*Page text*:
★ ★ ★ ★ ★ ★ ★
Memoria: Resolving Fateful Forgetting Problem through Human-Inspired Memory Architecture

Authors: Sangjun Park, Jinyeong Bak

ICML 2024 | Conference PDF | Archive PDF | Plain Text | LLM Run Details

Reproducibility Variable Result LLM Response
Research Type Experimental The experimental results prove the effectiveness of Memoria in the diverse tasks of sorting, language modeling, and classification, surpassing conventional techniques.
Researcher Affiliation Academia 1Department of Computer Science and Engineering, Sungkyunkwan University, Suwon, South Korea. Correspondence to: Jin Yeong Bak <jy.bak@skku.edu>.
Pseudocode Yes Algorithm 1 Retrieve Stage
Open Source Code Yes 1The implementation of Memoria and all experimental code are publicly available at https://github.com/cosmoquester/memoria
Open Datasets Yes Secondly, we performed language modeling for token-level on WikiText-103 (Raw) (Merity et al., 2017) and PG-19 (Rae et al., 2020), and character-level on enwik8 (Mahoney, 2006). ... Lastly, we conducted the classification task on the long document classification dataset, Hyperpartisan (Kiesel et al., 2019).
Dataset Splits Yes We report validation and test set results because of data distribution discrepancies.
Hardware Specification Yes One or more NVIDIA A100 or A6000 GPUs were used for training.
Software Dependencies No The paper mentions software like GPT-2 tokenizer, Adam optimizer, linear scheduler, and PyTorch, but does not provide specific version numbers for these software dependencies.
Experiment Setup Yes For all sorting experiments, a batch size of 32, a warmup rate of 0.06, a learning rate of 2e-4, and an epoch of 5 were used for 80,000 train examples. Memoria parameters used in the experiment were as follows: an initial lifespan of 5, a lifespan extension scale α of 8, and a long-term memory search depth Ndepth of 10 in all cases.
★ ★ ★ ★ ★ ★ ★
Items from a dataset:
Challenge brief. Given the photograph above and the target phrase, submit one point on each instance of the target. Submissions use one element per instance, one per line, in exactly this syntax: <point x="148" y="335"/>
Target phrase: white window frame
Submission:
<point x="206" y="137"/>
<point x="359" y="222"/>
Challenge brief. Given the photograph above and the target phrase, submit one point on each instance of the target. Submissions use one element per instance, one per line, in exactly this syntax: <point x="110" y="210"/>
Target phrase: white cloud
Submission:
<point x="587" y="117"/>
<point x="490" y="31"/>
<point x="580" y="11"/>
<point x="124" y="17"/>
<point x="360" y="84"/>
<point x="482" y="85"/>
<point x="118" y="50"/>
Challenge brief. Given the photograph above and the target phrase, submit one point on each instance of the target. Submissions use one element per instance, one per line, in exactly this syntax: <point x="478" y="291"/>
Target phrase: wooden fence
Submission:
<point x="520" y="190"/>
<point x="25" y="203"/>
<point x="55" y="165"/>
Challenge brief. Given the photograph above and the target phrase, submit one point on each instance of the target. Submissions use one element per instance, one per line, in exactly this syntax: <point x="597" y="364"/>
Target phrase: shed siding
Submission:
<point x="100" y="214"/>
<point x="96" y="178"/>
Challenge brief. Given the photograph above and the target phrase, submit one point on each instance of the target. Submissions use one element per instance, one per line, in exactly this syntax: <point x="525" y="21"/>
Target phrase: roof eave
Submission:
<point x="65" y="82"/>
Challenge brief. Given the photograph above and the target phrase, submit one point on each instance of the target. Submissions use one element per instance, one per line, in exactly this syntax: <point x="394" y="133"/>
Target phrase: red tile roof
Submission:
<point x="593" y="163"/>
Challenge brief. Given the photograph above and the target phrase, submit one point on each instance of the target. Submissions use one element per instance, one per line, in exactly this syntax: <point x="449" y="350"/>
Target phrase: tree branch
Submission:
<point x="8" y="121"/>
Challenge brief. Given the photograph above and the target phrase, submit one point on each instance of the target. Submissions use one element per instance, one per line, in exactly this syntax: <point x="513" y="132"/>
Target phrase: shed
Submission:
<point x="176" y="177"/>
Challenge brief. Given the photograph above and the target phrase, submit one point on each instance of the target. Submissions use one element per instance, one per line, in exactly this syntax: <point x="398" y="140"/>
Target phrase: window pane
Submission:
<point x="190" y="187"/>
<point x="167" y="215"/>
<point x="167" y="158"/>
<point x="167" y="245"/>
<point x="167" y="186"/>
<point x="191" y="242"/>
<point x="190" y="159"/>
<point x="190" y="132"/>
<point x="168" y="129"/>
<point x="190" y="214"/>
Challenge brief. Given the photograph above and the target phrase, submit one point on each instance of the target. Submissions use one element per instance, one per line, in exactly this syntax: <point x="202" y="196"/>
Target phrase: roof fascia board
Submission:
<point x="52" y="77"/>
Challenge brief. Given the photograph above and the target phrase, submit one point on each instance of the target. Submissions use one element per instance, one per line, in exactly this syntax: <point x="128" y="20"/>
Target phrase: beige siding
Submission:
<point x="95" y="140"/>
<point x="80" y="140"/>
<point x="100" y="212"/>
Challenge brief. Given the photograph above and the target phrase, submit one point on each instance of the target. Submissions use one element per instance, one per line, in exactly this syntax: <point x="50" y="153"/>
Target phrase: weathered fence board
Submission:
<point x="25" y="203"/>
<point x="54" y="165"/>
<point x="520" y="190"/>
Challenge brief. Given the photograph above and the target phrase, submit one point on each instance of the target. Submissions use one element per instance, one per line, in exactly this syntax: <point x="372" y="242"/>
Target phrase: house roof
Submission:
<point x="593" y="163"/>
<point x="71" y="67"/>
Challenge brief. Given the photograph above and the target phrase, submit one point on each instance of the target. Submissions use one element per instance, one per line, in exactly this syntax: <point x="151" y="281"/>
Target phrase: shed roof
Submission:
★ ★ ★ ★ ★ ★ ★
*The task*:
For each statement below, answer yes or no to whether it agrees with the Memoria page, and quote the page's words that decide it. (a) The sorting experiments used a learning rate of 2e-4. (b) The page gives version numbers for PyTorch. (c) Training was done only on NVIDIA A6000 GPUs.

*Response to the exercise*:
(a) Yes: "a learning rate of 2e-4"
(b) No: "does not provide specific version numbers for these software dependencies"
(c) No: "One or more NVIDIA A100 or A6000 GPUs were used for training."